**** 提供テキスト ****

No.5042 (2020年12月12日発行) P.12
西 智弘 (川崎市立井田病院かわさき総合ケアセンター/一般社団法人プラスケア代表理事)
登録日: 2020-12-10
最終更新日: 2020-12-09
SUMMARY
厚労省を中心に,「社会的処方」を制度化していく流れがある中で,私たちが取り組むべきは「『社会的処方』を文化にしていく」ということ。医療者もその地域に暮らす住民のひとりとして,一緒にまちをつくっていくという姿勢が必要である。
KEYWORD
コミュニティコネクター
まちの中で暮らす普通のおじちゃん・おばちゃんが「これがこの町のためになるんだろう?」として立ち上がり,孤独を解消し,町全体を盛り上げてくれる姿。日本にもこういう方々はたくさんいる。
PROFILE
2005年北海道大学卒。家庭医療,緩和ケア,腫瘍内科を学び,川崎市立井田病院にて抗癌剤治療から在宅診療まで手掛ける。2017年一般社団法人プラスケアを設立し,暮らしの保健室や社会的処方研究所を運営する。

****

作業指示. 社会的処方の記事のうち「登録日: 2020-12-10」から「こういう方々はたくさんいる。」までの部分を、「コミュニティコネクター」を「地域のつなぎ役」に差し替える形で修正して示してください。 この後の行は、本文とは別の資料です。

**** 付属資料 ****

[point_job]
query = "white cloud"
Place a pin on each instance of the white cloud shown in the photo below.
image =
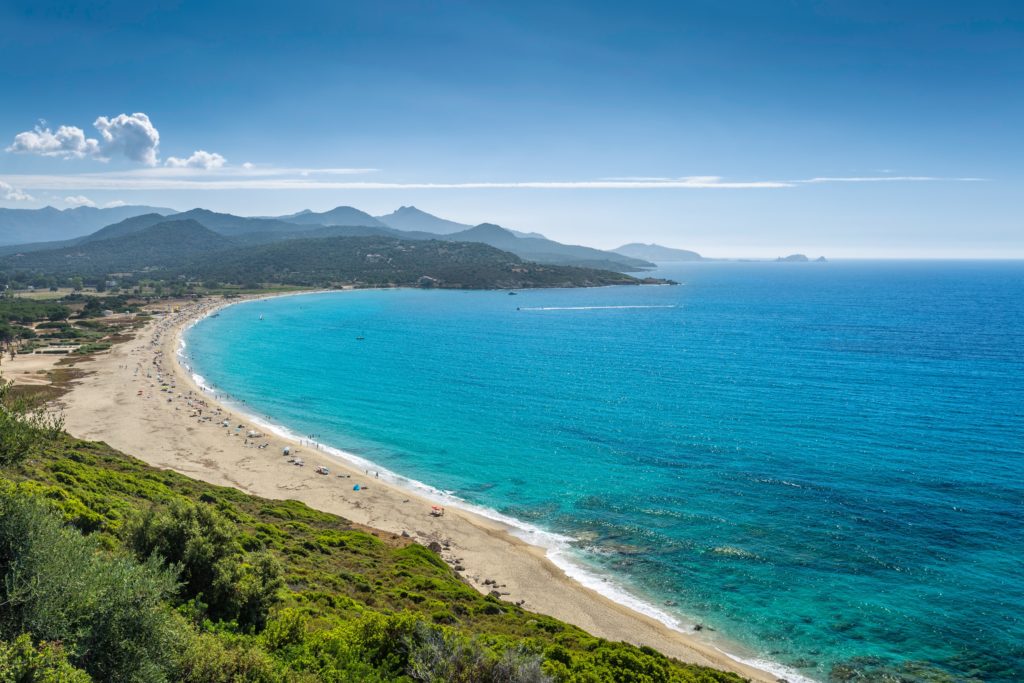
(67, 142)
(134, 136)
(11, 194)
(79, 200)
(200, 159)
(884, 178)
(298, 178)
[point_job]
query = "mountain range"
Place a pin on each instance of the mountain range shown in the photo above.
(48, 224)
(179, 250)
(657, 253)
(66, 228)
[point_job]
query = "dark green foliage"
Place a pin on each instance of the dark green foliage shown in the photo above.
(182, 251)
(108, 610)
(173, 243)
(380, 261)
(354, 606)
(17, 309)
(213, 567)
(20, 662)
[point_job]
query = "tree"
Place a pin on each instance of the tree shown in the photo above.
(214, 569)
(25, 425)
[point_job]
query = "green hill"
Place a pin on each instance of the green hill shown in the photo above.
(168, 245)
(186, 251)
(382, 261)
(115, 570)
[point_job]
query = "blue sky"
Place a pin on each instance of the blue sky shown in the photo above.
(855, 128)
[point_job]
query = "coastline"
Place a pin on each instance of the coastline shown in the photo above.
(118, 396)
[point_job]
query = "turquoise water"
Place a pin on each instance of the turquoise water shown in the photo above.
(822, 462)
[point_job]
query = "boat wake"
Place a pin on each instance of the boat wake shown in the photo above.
(593, 307)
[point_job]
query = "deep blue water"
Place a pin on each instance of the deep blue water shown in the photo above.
(822, 462)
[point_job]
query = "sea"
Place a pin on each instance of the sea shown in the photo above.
(817, 467)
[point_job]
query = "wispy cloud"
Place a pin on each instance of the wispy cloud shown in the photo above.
(79, 200)
(10, 194)
(887, 178)
(199, 177)
(200, 159)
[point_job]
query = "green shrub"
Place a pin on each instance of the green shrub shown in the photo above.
(20, 662)
(202, 543)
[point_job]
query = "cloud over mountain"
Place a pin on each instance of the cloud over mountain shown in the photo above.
(131, 135)
(200, 159)
(79, 200)
(67, 142)
(11, 194)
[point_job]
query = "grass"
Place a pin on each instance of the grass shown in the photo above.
(335, 572)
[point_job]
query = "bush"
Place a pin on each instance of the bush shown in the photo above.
(20, 662)
(201, 542)
(55, 584)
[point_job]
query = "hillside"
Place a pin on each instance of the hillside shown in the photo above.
(171, 244)
(343, 215)
(115, 570)
(184, 251)
(657, 253)
(231, 225)
(384, 261)
(548, 251)
(411, 218)
(49, 224)
(346, 221)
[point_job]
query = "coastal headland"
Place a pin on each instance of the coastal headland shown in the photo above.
(138, 398)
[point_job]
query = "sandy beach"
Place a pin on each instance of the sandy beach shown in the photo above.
(139, 399)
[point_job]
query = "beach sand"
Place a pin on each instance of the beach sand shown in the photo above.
(120, 401)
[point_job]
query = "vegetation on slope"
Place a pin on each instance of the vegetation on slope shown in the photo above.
(184, 251)
(114, 570)
(383, 261)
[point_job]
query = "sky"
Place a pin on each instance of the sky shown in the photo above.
(748, 128)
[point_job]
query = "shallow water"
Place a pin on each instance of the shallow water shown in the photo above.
(821, 461)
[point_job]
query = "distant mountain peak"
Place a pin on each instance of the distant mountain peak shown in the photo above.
(653, 252)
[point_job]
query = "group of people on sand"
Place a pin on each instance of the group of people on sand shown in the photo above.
(200, 409)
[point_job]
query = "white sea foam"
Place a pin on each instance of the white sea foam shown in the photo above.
(559, 549)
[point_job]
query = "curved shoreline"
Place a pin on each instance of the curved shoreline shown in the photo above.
(486, 543)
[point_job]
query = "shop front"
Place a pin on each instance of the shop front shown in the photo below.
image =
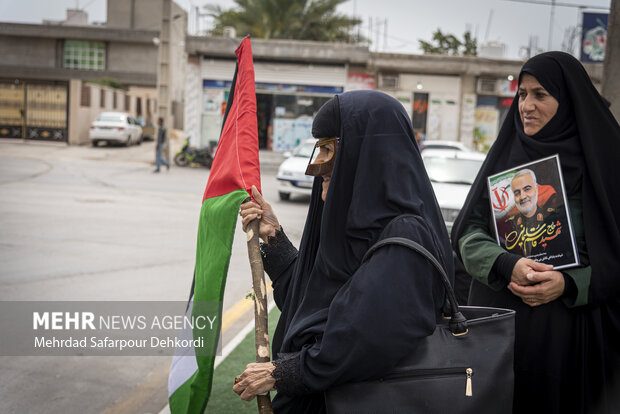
(287, 97)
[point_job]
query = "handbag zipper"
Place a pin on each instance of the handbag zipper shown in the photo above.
(469, 372)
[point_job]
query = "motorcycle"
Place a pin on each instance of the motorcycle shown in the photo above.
(191, 155)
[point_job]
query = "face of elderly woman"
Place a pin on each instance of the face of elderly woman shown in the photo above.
(326, 154)
(536, 105)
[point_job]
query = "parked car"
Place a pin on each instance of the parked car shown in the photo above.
(452, 172)
(292, 176)
(115, 127)
(447, 145)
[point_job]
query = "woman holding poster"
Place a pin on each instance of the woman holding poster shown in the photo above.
(568, 320)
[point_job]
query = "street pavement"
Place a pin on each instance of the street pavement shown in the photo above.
(85, 224)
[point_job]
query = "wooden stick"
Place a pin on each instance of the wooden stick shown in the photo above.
(261, 331)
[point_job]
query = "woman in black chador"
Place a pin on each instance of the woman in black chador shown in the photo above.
(567, 324)
(344, 321)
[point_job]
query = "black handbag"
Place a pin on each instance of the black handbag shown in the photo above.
(465, 366)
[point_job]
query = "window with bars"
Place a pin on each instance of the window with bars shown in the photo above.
(85, 55)
(85, 96)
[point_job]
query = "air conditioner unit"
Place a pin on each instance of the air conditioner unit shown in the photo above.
(388, 81)
(487, 86)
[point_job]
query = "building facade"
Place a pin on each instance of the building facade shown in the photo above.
(46, 69)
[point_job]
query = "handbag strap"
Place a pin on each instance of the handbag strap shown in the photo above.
(458, 323)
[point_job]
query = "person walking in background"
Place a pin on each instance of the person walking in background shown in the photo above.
(161, 141)
(567, 346)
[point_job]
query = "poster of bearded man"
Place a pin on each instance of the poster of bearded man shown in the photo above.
(531, 213)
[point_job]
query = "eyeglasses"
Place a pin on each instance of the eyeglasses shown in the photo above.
(322, 161)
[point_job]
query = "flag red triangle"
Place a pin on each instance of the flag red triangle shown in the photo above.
(236, 165)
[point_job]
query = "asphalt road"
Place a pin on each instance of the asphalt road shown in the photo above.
(85, 224)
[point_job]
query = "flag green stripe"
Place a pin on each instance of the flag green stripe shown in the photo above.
(216, 229)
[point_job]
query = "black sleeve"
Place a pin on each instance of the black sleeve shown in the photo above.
(376, 318)
(279, 257)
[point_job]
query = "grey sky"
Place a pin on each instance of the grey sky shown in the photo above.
(512, 23)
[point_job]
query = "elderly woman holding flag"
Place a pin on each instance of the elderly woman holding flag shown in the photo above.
(343, 320)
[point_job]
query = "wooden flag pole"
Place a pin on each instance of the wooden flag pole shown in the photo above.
(261, 330)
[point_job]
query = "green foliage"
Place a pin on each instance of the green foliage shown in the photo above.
(448, 44)
(286, 19)
(223, 400)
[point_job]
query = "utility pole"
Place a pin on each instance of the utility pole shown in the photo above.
(551, 15)
(163, 72)
(611, 66)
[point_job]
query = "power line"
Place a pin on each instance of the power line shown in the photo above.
(576, 6)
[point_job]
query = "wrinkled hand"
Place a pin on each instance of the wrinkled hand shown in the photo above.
(548, 286)
(260, 209)
(256, 379)
(525, 267)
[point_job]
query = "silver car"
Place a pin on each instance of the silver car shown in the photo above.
(292, 178)
(115, 127)
(452, 172)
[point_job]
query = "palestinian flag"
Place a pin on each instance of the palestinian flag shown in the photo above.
(235, 169)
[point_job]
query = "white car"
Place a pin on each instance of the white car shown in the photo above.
(446, 145)
(452, 172)
(292, 178)
(115, 127)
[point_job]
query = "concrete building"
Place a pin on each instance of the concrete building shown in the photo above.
(447, 97)
(45, 70)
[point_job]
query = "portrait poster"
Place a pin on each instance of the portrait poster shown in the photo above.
(594, 37)
(531, 214)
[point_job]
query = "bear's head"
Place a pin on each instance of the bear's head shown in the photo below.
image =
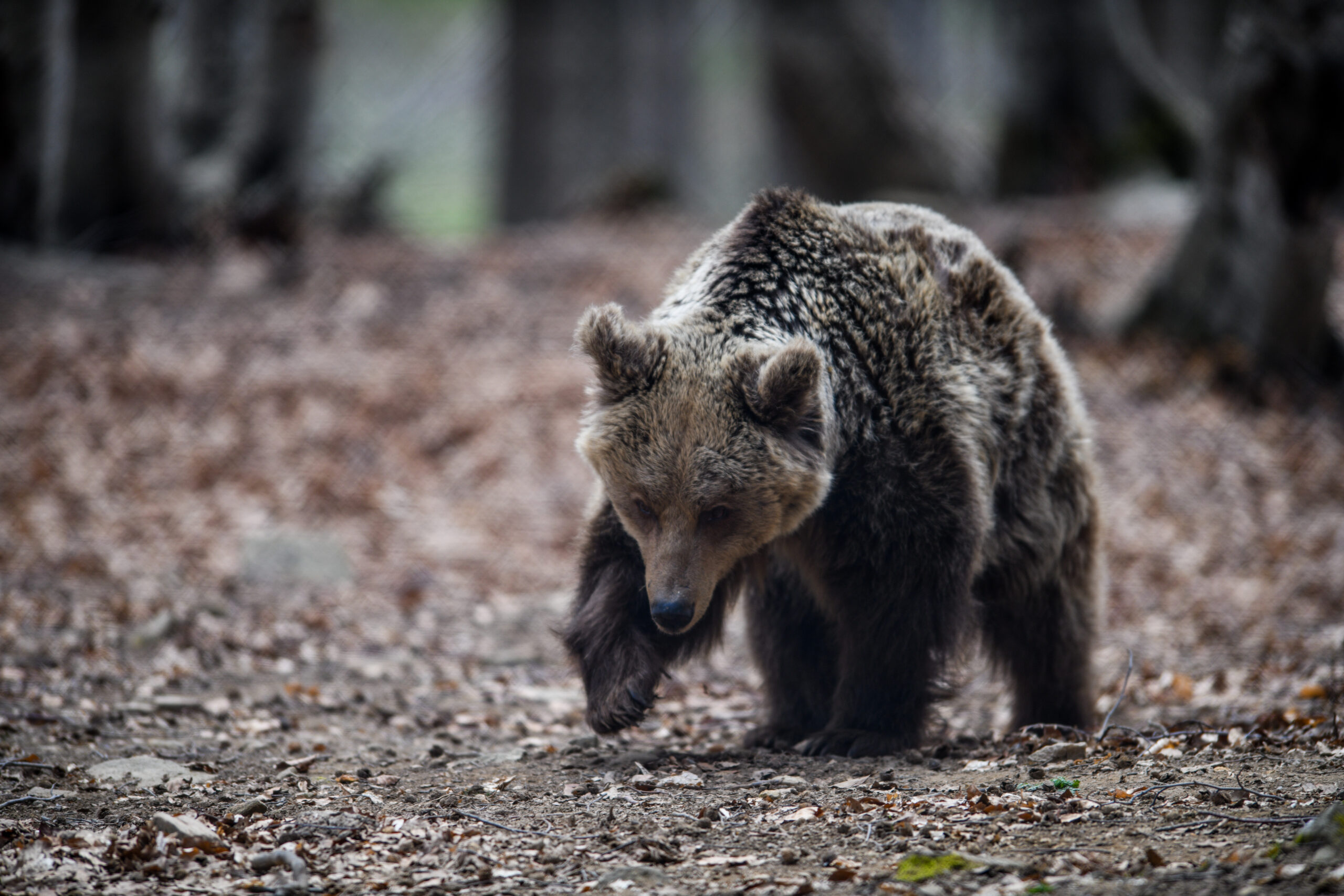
(706, 453)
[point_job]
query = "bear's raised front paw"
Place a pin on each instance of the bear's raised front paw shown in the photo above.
(618, 708)
(854, 743)
(780, 738)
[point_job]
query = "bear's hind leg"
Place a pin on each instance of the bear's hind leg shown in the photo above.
(795, 649)
(1042, 636)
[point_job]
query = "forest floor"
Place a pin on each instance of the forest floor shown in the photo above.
(296, 551)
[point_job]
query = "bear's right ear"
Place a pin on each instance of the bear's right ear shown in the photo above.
(625, 356)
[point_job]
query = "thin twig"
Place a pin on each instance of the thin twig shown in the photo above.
(1294, 820)
(1124, 688)
(1061, 727)
(29, 800)
(1158, 789)
(512, 830)
(20, 763)
(1191, 824)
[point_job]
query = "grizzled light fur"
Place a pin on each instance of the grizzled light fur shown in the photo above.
(857, 417)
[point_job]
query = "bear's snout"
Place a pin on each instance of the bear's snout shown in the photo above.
(674, 612)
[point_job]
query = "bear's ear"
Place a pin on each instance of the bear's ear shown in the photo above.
(785, 393)
(625, 356)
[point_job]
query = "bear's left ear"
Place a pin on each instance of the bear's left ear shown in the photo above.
(784, 393)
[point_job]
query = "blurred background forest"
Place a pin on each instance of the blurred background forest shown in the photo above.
(288, 287)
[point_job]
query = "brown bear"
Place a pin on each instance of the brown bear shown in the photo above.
(855, 417)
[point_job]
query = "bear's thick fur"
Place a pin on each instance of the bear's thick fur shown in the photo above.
(855, 417)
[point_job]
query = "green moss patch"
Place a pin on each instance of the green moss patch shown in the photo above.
(922, 867)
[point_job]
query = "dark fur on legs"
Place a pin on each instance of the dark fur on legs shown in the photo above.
(1042, 635)
(795, 648)
(620, 652)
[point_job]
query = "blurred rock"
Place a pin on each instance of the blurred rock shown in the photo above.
(1326, 829)
(191, 830)
(295, 556)
(1058, 753)
(147, 770)
(154, 632)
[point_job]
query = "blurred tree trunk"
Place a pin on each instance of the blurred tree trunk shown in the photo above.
(22, 38)
(1254, 267)
(118, 188)
(1077, 116)
(853, 124)
(97, 152)
(596, 105)
(244, 113)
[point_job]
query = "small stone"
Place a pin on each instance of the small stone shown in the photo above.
(147, 770)
(248, 806)
(685, 779)
(1058, 753)
(1326, 829)
(176, 703)
(295, 558)
(640, 876)
(49, 792)
(190, 830)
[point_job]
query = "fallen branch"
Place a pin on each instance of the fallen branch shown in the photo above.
(29, 800)
(1294, 820)
(20, 763)
(1124, 688)
(1158, 789)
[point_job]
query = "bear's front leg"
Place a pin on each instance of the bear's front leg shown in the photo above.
(894, 624)
(611, 632)
(620, 650)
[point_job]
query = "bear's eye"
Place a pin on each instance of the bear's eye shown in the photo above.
(714, 515)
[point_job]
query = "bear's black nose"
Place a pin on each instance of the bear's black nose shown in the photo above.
(673, 614)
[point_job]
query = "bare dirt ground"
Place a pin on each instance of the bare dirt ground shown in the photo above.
(304, 544)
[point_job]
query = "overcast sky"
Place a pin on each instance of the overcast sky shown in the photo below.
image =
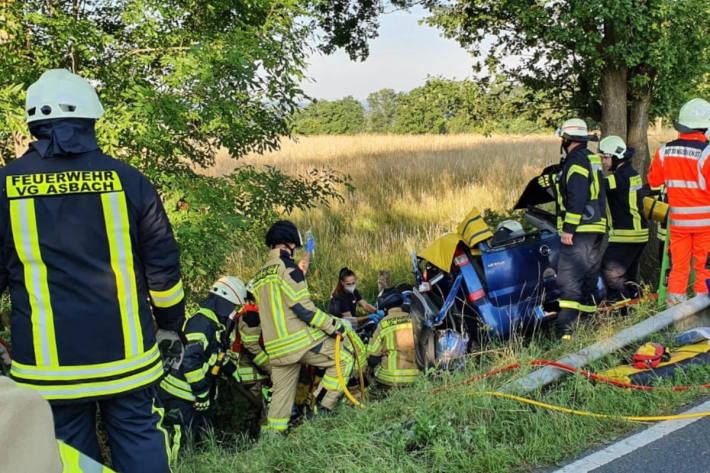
(400, 59)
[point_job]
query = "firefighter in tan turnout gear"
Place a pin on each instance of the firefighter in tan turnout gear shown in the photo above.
(391, 351)
(295, 332)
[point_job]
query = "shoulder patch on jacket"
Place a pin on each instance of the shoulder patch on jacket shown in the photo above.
(251, 318)
(396, 321)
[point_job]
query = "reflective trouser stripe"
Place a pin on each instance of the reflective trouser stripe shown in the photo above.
(73, 461)
(403, 376)
(248, 374)
(159, 425)
(24, 233)
(261, 358)
(177, 439)
(197, 375)
(332, 383)
(277, 424)
(700, 209)
(702, 222)
(119, 240)
(177, 388)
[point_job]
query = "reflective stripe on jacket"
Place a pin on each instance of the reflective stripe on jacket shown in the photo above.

****

解答.
登録日: 2020-12-10
最終更新日: 2020-12-09
SUMMARY
厚労省を中心に,「社会的処方」を制度化していく流れがある中で,私たちが取り組むべきは「『社会的処方』を文化にしていく」ということ。医療者もその地域に暮らす住民のひとりとして,一緒にまちをつくっていくという姿勢が必要である。
KEYWORD
地域のつなぎ役
まちの中で暮らす普通のおじちゃん・おばちゃんが「これがこの町のためになるんだろう?」として立ち上がり,孤独を解消し,町全体を盛り上げてくれる姿。日本にもこういう方々はたくさんいる。